--- begin Data shown ---

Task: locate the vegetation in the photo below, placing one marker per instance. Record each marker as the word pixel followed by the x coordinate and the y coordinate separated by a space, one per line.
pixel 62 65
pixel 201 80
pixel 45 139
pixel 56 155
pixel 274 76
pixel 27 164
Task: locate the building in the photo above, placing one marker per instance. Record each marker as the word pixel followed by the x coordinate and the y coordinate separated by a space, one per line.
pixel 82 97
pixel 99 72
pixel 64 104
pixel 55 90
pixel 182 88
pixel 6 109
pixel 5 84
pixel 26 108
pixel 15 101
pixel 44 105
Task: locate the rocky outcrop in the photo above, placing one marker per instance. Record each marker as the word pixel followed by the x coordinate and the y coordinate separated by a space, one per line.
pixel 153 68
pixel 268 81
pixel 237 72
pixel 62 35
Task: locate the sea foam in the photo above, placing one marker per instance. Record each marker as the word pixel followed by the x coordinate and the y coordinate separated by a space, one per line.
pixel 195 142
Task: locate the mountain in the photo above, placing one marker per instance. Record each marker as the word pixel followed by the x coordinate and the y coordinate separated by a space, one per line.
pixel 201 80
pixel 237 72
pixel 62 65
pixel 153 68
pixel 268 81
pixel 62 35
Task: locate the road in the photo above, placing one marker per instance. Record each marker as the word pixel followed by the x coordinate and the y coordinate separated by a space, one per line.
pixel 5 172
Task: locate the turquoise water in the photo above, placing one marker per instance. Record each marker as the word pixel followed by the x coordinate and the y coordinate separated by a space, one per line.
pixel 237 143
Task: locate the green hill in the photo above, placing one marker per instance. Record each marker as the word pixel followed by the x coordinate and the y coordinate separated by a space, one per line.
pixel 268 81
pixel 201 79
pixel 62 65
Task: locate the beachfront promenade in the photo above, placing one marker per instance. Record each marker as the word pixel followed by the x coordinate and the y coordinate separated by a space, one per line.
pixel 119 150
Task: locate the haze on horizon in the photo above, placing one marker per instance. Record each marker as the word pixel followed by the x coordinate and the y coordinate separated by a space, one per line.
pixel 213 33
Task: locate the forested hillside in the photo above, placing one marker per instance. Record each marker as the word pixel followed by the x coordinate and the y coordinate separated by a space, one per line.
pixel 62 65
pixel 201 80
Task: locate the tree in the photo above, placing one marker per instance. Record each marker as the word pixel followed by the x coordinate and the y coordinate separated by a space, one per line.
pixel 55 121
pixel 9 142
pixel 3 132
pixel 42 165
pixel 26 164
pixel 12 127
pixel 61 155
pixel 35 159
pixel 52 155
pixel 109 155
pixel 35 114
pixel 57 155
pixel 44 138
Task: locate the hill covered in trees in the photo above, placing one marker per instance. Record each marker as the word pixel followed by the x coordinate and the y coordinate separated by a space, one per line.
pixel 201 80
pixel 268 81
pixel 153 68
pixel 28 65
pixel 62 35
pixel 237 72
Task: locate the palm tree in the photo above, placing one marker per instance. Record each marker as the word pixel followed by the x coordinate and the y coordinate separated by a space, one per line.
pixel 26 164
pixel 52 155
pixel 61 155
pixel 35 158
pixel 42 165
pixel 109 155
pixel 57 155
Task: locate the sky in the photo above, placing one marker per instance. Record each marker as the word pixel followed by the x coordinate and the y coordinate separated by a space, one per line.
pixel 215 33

--- end Data shown ---

Do this
Copy word for word the lines of the records that start with the line containing "Task: locate the rocky" and end with the line containing "pixel 195 142", keeping both of those lines.

Solution for this task
Task: locate the rocky outcrop in the photo above, placing one marker per instance. Record each marker as the word pixel followed by the x coordinate and the y coordinate separated by a space, one per line.
pixel 153 68
pixel 268 81
pixel 237 72
pixel 62 35
Task: locate the sea foam in the photo above, placing one marker per instance. Record each marker as the word pixel followed by the x coordinate and the y coordinate separated by a space, one per line.
pixel 195 142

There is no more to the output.